● **REQUEST**
State how many lines of the listing contain the string "mask", counting only case-sensitive matches. Give the number alone.
* start *
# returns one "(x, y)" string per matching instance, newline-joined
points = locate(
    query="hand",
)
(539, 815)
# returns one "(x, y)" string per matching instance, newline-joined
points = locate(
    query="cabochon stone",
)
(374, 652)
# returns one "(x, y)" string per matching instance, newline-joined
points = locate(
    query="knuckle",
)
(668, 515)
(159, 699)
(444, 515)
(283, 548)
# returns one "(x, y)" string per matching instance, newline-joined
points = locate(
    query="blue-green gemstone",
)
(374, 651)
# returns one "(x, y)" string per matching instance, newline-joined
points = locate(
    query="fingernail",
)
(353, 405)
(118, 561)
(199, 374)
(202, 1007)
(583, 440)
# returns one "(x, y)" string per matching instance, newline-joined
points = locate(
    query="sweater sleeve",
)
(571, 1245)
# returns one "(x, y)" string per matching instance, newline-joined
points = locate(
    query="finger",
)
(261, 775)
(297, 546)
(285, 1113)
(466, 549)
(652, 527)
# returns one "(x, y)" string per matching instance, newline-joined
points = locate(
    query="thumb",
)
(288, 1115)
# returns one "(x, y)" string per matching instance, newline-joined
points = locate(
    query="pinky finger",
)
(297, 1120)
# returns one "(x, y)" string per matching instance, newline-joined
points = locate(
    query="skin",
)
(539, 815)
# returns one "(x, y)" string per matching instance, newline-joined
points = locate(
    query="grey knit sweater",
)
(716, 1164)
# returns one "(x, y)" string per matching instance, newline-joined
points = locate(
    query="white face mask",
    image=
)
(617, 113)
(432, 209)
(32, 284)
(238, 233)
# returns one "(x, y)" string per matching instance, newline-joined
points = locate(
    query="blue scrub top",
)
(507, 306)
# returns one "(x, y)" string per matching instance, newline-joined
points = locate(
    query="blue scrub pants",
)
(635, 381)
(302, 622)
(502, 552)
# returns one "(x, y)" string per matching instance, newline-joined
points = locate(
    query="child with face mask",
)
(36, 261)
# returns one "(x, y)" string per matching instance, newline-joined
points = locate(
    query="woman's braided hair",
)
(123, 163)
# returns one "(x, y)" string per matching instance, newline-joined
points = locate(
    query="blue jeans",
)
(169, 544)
* end *
● **FINISHED ANSWER**
2